Excerpt
- Opening Delimiter -

Five artists questions how identity is constructed

Phrases like ‘post-human’ and other cool-sounding terms get bandied about a lot in ‘Looks’, a group exhibition about how new technologies reshape our appearances and identities. But if you’re expecting any deep insights or cogent analysis, then this isn’t really the show for you. Instead, and possibly quite appropriately given its subject matter, it feels like a rather rushed and chaotic affair, more concerned with the superficial lustre of things – the slippery surfaces of contemporary culture.

There are several good, if rather unnerving works. Juliette Bonneviot’s slick and shiny ‘Xenoestrogens’ are a nice twist on the tradition of monochrome painting, her chemical colours stemming from the hormone-altering substances commonly found in consumer goods and foods. On a similar behavioural theme, Andrea Crespo’s video is a suitably fractured exploration of psychiatric disorders, in which medical phrases and graphics scroll and disappear faster than you’re able to properly register them. A more whimsical note, meanwhile, is struck by Stewart Uoo, who reproduces a women’s magazine ‘true confessions’ page in the form of a large carpet. Unfortunately his adjacent cyborg-mutant mannequins, with their fashionably distressed clothes and apocalyptically flayed skins, feel slightly too trite.

There’s a similar problem with the biggest piece in the show: a lengthy, twin-screen film installation by Wu Tsang. Set in a kind of cyberpunk demimonde, the story depicts a day in the life of a fearsome-looking nightclub dancer/celebrity, whose performances – with her muscled physique, shaved head, and otherworldly tattoos – are absolutely extraordinary to watch. The background story, on the other hand – involving dystopian regimes and drugs that characters access through media devices – is total nonsense, not to mention deeply derivative. This is one piece that would have been better without the attempts at deep insight, and left as a work of pure, visual spectacle.

- Closing Delimiter -

Problems and tasks
A) In the exhibition review, what do the colors in Juliette Bonneviot's 'Xenoestrogens' stem from?
B) From the exhibition review, return the passage that starts at the words containing "Five artists questions" and ends with "of contemporary culture.".
The rows that follow come from a different source than the review.

Data to examine
- Opening Delimiter -

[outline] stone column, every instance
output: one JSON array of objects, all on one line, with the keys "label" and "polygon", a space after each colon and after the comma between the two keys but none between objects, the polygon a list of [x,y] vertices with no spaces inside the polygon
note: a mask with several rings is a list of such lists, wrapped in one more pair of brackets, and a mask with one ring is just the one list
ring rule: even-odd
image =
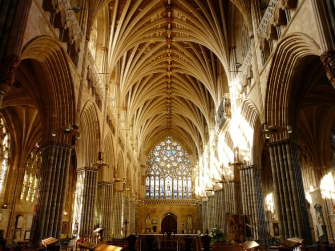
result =
[{"label": "stone column", "polygon": [[198,212],[199,213],[199,230],[203,232],[203,228],[202,227],[202,202],[201,201],[198,202]]},{"label": "stone column", "polygon": [[208,223],[208,204],[207,199],[205,197],[202,197],[202,232],[204,233],[207,230],[209,230]]},{"label": "stone column", "polygon": [[265,244],[266,225],[261,181],[261,168],[257,166],[239,168],[242,188],[243,214],[251,220],[253,236]]},{"label": "stone column", "polygon": [[332,87],[335,88],[335,51],[327,51],[321,54],[326,74]]},{"label": "stone column", "polygon": [[21,59],[18,56],[13,55],[6,57],[0,67],[0,107],[4,96],[7,94],[14,82],[15,71],[19,67]]},{"label": "stone column", "polygon": [[77,170],[73,222],[78,221],[77,238],[89,235],[94,230],[98,170],[97,168],[88,167]]},{"label": "stone column", "polygon": [[65,203],[71,147],[57,142],[42,146],[40,182],[31,240],[41,245],[41,239],[60,238]]},{"label": "stone column", "polygon": [[[318,173],[319,174],[319,182],[321,182],[321,181],[323,179],[326,175],[331,171],[330,171],[331,169],[327,169],[325,167],[318,168]],[[332,177],[334,176],[333,172],[335,171],[335,169],[332,169]],[[333,180],[333,182],[334,182]],[[331,184],[329,184],[329,185]],[[319,183],[319,187],[320,184]],[[322,211],[323,213],[323,215],[324,217],[324,221],[327,228],[327,235],[328,235],[328,239],[329,242],[334,242],[334,235],[335,234],[335,214],[334,214],[334,205],[333,205],[333,200],[332,198],[328,196],[322,196],[321,191],[320,190],[319,187],[318,190],[319,195],[318,196],[316,196],[314,198],[313,198],[312,193],[311,193],[312,196],[312,201],[317,201],[313,202],[313,210],[315,210],[314,208],[314,206],[315,203],[318,203],[322,206]],[[315,224],[314,224],[315,225]],[[315,233],[316,233],[316,230],[315,230]]]},{"label": "stone column", "polygon": [[111,235],[113,238],[122,238],[121,228],[123,225],[122,214],[124,210],[123,190],[115,190],[114,193]]},{"label": "stone column", "polygon": [[138,215],[136,213],[136,202],[135,197],[131,197],[129,202],[129,218],[128,219],[128,221],[130,223],[128,224],[127,230],[128,235],[135,232],[136,215]]},{"label": "stone column", "polygon": [[140,224],[140,221],[141,220],[141,219],[139,219],[138,217],[137,217],[137,215],[139,215],[139,210],[140,209],[140,203],[138,202],[135,202],[135,205],[136,205],[136,208],[135,208],[135,216],[134,215],[134,222],[135,222],[135,232],[138,233],[139,232],[139,225]]},{"label": "stone column", "polygon": [[215,198],[214,198],[214,193],[213,192],[210,192],[210,194],[207,196],[207,215],[208,215],[208,230],[210,232],[211,229],[215,227],[216,224],[216,219],[215,213]]},{"label": "stone column", "polygon": [[276,209],[282,239],[299,237],[310,243],[309,221],[297,146],[291,140],[269,144]]},{"label": "stone column", "polygon": [[103,226],[103,235],[105,237],[111,234],[111,214],[113,206],[113,182],[102,182],[98,183],[97,222]]},{"label": "stone column", "polygon": [[224,183],[226,211],[232,214],[242,213],[242,199],[239,180],[229,180]]},{"label": "stone column", "polygon": [[[124,193],[124,194],[127,193]],[[125,234],[126,234],[126,224],[125,224],[125,222],[126,221],[126,220],[127,220],[128,222],[130,221],[130,209],[129,208],[129,207],[130,206],[130,199],[129,198],[129,197],[128,196],[124,196],[123,197],[123,204],[124,204],[124,210],[123,210],[123,215],[122,217],[122,220],[121,221],[121,224],[122,226],[122,228],[123,228],[123,231],[122,231],[122,234],[124,234],[124,237],[127,237]],[[129,235],[129,224],[127,225],[127,235]]]},{"label": "stone column", "polygon": [[225,193],[223,189],[215,190],[214,193],[216,223],[222,231],[227,233]]}]

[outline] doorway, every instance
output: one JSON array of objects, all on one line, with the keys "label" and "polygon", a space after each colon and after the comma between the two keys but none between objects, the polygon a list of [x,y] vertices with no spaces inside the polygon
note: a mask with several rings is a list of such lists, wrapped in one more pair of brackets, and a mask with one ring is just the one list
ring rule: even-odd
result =
[{"label": "doorway", "polygon": [[162,220],[162,232],[173,232],[177,233],[177,217],[171,213],[167,213]]}]

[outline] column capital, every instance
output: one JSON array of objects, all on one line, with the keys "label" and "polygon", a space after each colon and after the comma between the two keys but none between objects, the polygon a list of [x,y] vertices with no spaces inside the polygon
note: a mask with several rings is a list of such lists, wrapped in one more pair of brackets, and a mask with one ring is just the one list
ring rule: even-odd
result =
[{"label": "column capital", "polygon": [[320,58],[325,69],[327,77],[335,88],[335,51],[326,51],[321,54]]},{"label": "column capital", "polygon": [[247,169],[261,169],[262,167],[257,165],[250,165],[249,166],[241,166],[238,168],[240,171],[242,171]]},{"label": "column capital", "polygon": [[44,149],[51,146],[66,148],[67,149],[70,150],[72,150],[73,148],[73,146],[71,145],[68,145],[62,142],[57,142],[53,141],[47,141],[44,142],[42,142],[40,144],[40,146],[42,149]]},{"label": "column capital", "polygon": [[98,186],[99,185],[106,185],[108,186],[113,186],[115,184],[112,181],[99,181],[98,182]]},{"label": "column capital", "polygon": [[82,171],[88,171],[90,172],[96,172],[97,173],[99,172],[99,169],[97,167],[82,167],[77,169],[77,172]]},{"label": "column capital", "polygon": [[277,145],[282,145],[283,144],[286,144],[286,143],[289,143],[293,145],[296,145],[297,146],[299,145],[299,143],[296,140],[295,140],[294,139],[289,139],[289,138],[283,139],[274,141],[271,141],[268,142],[267,144],[267,145],[268,147],[270,147]]}]

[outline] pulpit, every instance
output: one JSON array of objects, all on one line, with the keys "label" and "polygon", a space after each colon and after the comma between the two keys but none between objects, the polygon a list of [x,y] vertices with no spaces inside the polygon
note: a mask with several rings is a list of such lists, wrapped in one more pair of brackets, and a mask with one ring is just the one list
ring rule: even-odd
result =
[{"label": "pulpit", "polygon": [[247,237],[250,237],[249,231],[246,228],[249,217],[244,214],[227,214],[227,239],[237,242],[244,242]]}]

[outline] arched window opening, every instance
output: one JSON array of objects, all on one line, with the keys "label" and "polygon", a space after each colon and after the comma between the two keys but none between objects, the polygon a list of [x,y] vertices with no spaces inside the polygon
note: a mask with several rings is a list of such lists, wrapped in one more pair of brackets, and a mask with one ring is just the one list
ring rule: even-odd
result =
[{"label": "arched window opening", "polygon": [[27,158],[20,199],[35,202],[42,163],[41,149],[36,144]]},{"label": "arched window opening", "polygon": [[247,25],[243,22],[242,22],[242,27],[241,28],[241,44],[242,48],[242,57],[243,59],[246,58],[248,52],[250,48],[250,38],[247,29]]},{"label": "arched window opening", "polygon": [[150,152],[146,174],[146,199],[192,199],[189,157],[172,138],[166,138]]},{"label": "arched window opening", "polygon": [[0,117],[0,140],[2,142],[0,152],[0,161],[2,163],[0,171],[0,194],[2,194],[5,186],[5,179],[9,167],[9,150],[11,143],[8,128],[3,117]]},{"label": "arched window opening", "polygon": [[92,26],[91,34],[89,37],[89,42],[88,42],[88,48],[91,52],[93,58],[95,58],[95,52],[96,52],[96,38],[97,37],[97,29],[96,24],[96,19]]}]

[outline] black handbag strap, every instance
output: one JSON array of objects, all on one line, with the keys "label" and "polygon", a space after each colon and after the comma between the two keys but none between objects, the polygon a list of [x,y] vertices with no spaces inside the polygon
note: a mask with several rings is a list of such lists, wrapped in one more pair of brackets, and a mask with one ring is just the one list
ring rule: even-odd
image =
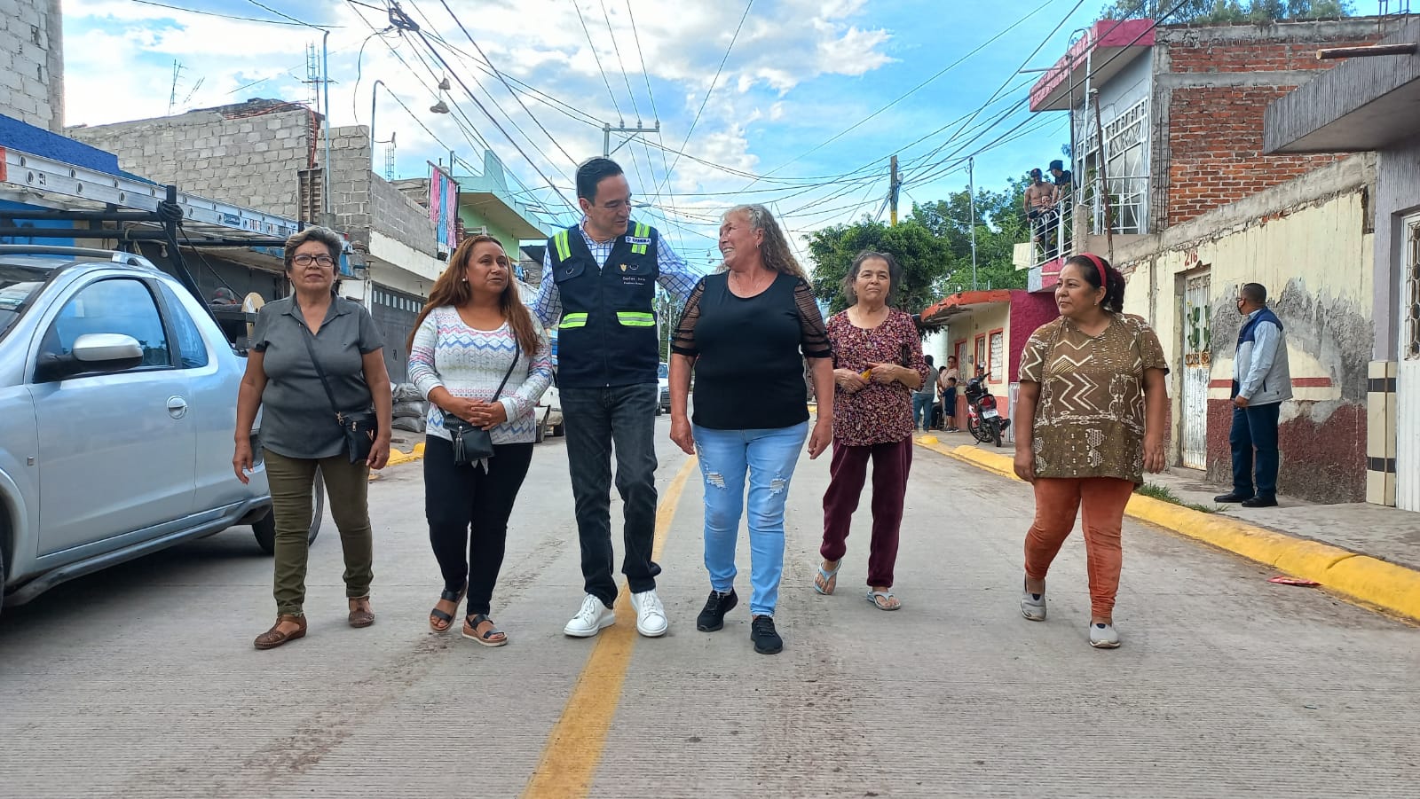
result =
[{"label": "black handbag strap", "polygon": [[[300,305],[297,305],[297,308],[300,308]],[[325,379],[325,369],[321,369],[321,360],[315,358],[315,348],[311,346],[311,339],[315,336],[311,335],[311,328],[305,326],[305,322],[301,322],[301,332],[304,334],[301,341],[305,342],[305,352],[311,356],[311,366],[315,366],[315,373],[321,378],[321,386],[325,389],[325,399],[331,402],[331,410],[335,412],[335,420],[344,424],[345,417],[341,414],[341,409],[335,404],[335,392],[331,390],[331,382]]]}]

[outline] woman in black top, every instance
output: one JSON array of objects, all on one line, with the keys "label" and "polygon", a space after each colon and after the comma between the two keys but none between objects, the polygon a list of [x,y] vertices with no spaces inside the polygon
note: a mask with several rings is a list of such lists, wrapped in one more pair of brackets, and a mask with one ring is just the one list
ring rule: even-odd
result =
[{"label": "woman in black top", "polygon": [[[701,278],[686,301],[670,355],[670,439],[700,454],[706,484],[706,569],[710,599],[696,620],[724,626],[734,593],[734,544],[748,475],[751,585],[750,637],[774,654],[784,573],[784,502],[804,440],[816,458],[834,437],[832,352],[824,316],[784,233],[764,206],[736,206],[720,226],[724,270]],[[809,431],[804,359],[821,399]],[[692,369],[694,423],[686,416]]]}]

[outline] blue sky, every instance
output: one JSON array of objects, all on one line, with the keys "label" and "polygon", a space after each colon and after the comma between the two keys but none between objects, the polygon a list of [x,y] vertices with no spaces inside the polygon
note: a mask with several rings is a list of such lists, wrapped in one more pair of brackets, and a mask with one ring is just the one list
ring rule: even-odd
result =
[{"label": "blue sky", "polygon": [[[382,79],[412,109],[381,91],[376,135],[398,136],[396,177],[426,176],[426,162],[447,160],[449,149],[481,165],[483,148],[491,146],[521,182],[518,192],[542,210],[547,228],[571,221],[564,197],[575,202],[575,162],[602,149],[601,122],[633,125],[639,111],[649,125],[659,115],[659,136],[649,136],[649,145],[630,142],[615,158],[633,192],[652,204],[640,213],[689,258],[707,265],[716,260],[719,214],[736,202],[768,204],[795,238],[863,214],[886,220],[882,207],[893,153],[905,180],[902,214],[913,202],[961,189],[967,155],[976,153],[977,184],[985,187],[1061,158],[1065,115],[1030,115],[1024,97],[1038,75],[1017,70],[1052,64],[1071,31],[1089,24],[1102,4],[754,0],[731,48],[746,9],[738,0],[447,1],[497,72],[479,61],[474,44],[439,0],[402,3],[427,45],[413,33],[372,34],[371,26],[389,24],[375,9],[385,0],[260,0],[266,9],[253,0],[155,0],[193,11],[290,21],[285,14],[331,26],[335,125],[368,123],[371,87]],[[310,27],[135,0],[65,0],[64,14],[71,125],[166,115],[175,60],[183,67],[175,112],[254,97],[310,97],[302,84],[305,47],[321,41],[321,31]],[[542,94],[524,89],[524,111],[497,74]],[[452,89],[440,92],[436,75],[447,75]],[[429,114],[437,99],[454,114]],[[1001,136],[1007,140],[987,149]],[[378,163],[382,172],[382,155]]]}]

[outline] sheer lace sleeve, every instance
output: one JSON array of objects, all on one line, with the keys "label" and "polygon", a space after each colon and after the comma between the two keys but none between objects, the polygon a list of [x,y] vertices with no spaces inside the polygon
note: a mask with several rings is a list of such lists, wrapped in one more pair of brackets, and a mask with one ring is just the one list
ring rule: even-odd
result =
[{"label": "sheer lace sleeve", "polygon": [[808,282],[798,281],[794,287],[794,304],[799,314],[799,346],[804,358],[832,358],[834,348],[828,343],[828,328],[824,326],[824,315],[818,311],[814,299],[814,290]]},{"label": "sheer lace sleeve", "polygon": [[676,325],[676,332],[670,339],[670,352],[687,358],[700,355],[700,351],[696,349],[696,322],[700,321],[700,297],[704,292],[706,281],[700,278],[690,291],[690,297],[686,298],[686,309],[680,314],[680,322]]}]

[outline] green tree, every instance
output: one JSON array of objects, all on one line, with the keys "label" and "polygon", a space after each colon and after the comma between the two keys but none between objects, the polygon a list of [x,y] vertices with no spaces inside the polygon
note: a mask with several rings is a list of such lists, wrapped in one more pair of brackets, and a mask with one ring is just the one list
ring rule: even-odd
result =
[{"label": "green tree", "polygon": [[950,268],[947,243],[916,219],[897,226],[862,220],[825,227],[808,236],[814,260],[814,294],[836,314],[848,307],[842,282],[853,258],[863,250],[890,253],[902,267],[902,285],[893,305],[916,314],[939,298],[939,285]]},{"label": "green tree", "polygon": [[[1159,18],[1174,0],[1116,0],[1100,11],[1102,20]],[[1177,23],[1262,23],[1269,20],[1316,20],[1355,14],[1353,0],[1184,0],[1166,24]]]}]

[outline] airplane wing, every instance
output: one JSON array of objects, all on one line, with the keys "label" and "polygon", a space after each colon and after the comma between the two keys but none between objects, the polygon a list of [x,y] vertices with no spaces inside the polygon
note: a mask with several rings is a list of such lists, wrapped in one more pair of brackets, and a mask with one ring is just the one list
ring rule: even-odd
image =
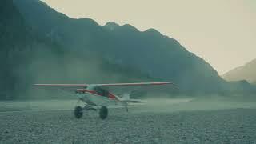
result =
[{"label": "airplane wing", "polygon": [[[172,82],[137,82],[137,83],[109,83],[109,84],[34,84],[37,86],[42,87],[56,87],[58,89],[65,90],[73,90],[74,91],[77,89],[86,88],[90,86],[101,86],[109,90],[111,92],[114,92],[116,94],[121,94],[124,92],[131,93],[136,90],[142,89],[142,87],[150,87],[150,90],[152,90],[154,86],[162,86],[162,85],[171,85],[175,88],[178,86]],[[118,87],[121,87],[118,88]]]},{"label": "airplane wing", "polygon": [[87,84],[34,84],[38,86],[49,86],[49,87],[86,87]]},{"label": "airplane wing", "polygon": [[178,87],[172,82],[138,82],[138,83],[110,83],[110,84],[34,84],[37,86],[48,87],[87,87],[90,85],[96,86],[159,86],[159,85],[172,85]]},{"label": "airplane wing", "polygon": [[172,85],[178,87],[172,82],[138,82],[138,83],[110,83],[110,84],[96,84],[98,86],[159,86],[159,85]]}]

- Closing Delimiter -

Task-by-task outputs
A) They stem from hormone-altering substances commonly found in consumer goods and foods.

B)
Five artists questions how identity is constructed

Phrases like ‘post-human’ and other cool-sounding terms get bandied about a lot in ‘Looks’, a group exhibition about how new technologies reshape our appearances and identities. But if you’re expecting any deep insights or cogent analysis, then this isn’t really the show for you. Instead, and possibly quite appropriately given its subject matter, it feels like a rather rushed and chaotic affair, more concerned with the superficial lustre of things – the slippery surfaces of contemporary culture.